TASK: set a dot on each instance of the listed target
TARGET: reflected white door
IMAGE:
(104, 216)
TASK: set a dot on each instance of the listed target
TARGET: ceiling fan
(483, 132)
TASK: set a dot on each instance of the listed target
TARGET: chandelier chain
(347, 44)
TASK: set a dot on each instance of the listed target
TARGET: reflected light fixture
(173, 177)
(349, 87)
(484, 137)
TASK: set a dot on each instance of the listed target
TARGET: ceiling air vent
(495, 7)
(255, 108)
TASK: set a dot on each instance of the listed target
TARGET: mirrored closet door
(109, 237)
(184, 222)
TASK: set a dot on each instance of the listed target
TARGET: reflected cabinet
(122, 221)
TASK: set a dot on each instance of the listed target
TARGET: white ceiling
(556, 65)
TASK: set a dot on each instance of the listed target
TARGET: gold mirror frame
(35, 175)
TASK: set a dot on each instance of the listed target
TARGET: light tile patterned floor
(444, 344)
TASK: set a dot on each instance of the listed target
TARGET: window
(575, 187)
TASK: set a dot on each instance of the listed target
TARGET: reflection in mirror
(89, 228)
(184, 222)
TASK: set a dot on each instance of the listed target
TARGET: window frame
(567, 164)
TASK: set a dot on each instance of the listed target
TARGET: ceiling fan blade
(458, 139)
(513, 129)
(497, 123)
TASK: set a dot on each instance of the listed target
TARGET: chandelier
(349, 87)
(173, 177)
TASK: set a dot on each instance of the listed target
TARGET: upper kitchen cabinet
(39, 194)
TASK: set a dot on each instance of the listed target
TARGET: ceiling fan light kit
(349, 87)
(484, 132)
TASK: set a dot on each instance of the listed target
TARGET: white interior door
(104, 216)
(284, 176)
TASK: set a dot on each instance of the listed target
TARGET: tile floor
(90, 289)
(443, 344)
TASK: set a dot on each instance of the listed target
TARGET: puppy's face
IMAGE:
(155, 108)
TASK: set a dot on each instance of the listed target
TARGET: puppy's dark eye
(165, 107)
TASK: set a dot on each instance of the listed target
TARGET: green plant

◆ ◆ ◆ ◆

» **Work instructions**:
In full and without change, transcribe every line of the records above.

» **Finished exercise**:
TASK: set a dot on each instance of the listed target
TARGET: reflected white door
IMAGE:
(104, 216)
TASK: set a dot on each instance of the listed target
TARGET: ceiling fan
(483, 132)
TASK: set a dot on each instance of the listed target
TARGET: chandelier chain
(347, 44)
TASK: set a dot on each instance of the listed target
TARGET: reflected light fixture
(173, 177)
(349, 87)
(484, 137)
TASK: set a dot on each instance of the listed target
TARGET: ceiling air vent
(495, 7)
(255, 108)
TASK: set a dot on each instance of the listed target
TARGET: mirrored closet door
(109, 237)
(184, 222)
TASK: set a dot on each instance of the listed target
TARGET: reflected cabinet
(122, 221)
TASK: set a dot on each instance of the listed target
TARGET: white ceiling
(556, 65)
TASK: set a dot on each instance of the listed target
TARGET: gold mirror frame
(35, 175)
TASK: set a dot on each instance of the listed target
TARGET: light tile patterned floor
(444, 344)
TASK: set a dot on each instance of the listed target
TARGET: window
(575, 187)
TASK: set a dot on each instance of the listed target
TARGET: reflection in mirror
(89, 228)
(184, 222)
TASK: set a dot on each instance of the listed target
TARGET: window frame
(567, 164)
TASK: set a dot on each instance of the listed target
TARGET: ceiling fan blade
(458, 139)
(513, 129)
(497, 123)
TASK: set a dot on each instance of the listed target
TARGET: chandelier
(349, 87)
(173, 177)
TASK: set a dot on each instance of the listed target
TARGET: upper kitchen cabinet
(39, 194)
TASK: set a dot on each instance of the listed target
TARGET: ceiling fan light kit
(349, 87)
(484, 132)
TASK: set a dot on each instance of the listed target
TARGET: white interior door
(104, 216)
(284, 176)
TASK: set a dot on each instance of the listed target
TARGET: tile floor
(90, 289)
(443, 344)
TASK: set a dot on each instance of the listed target
TARGET: puppy's face
IMAGE:
(155, 108)
TASK: set a dot on each instance of the listed target
TARGET: puppy's dark eye
(165, 107)
TASK: set a dot on each instance of the listed target
TARGET: green plant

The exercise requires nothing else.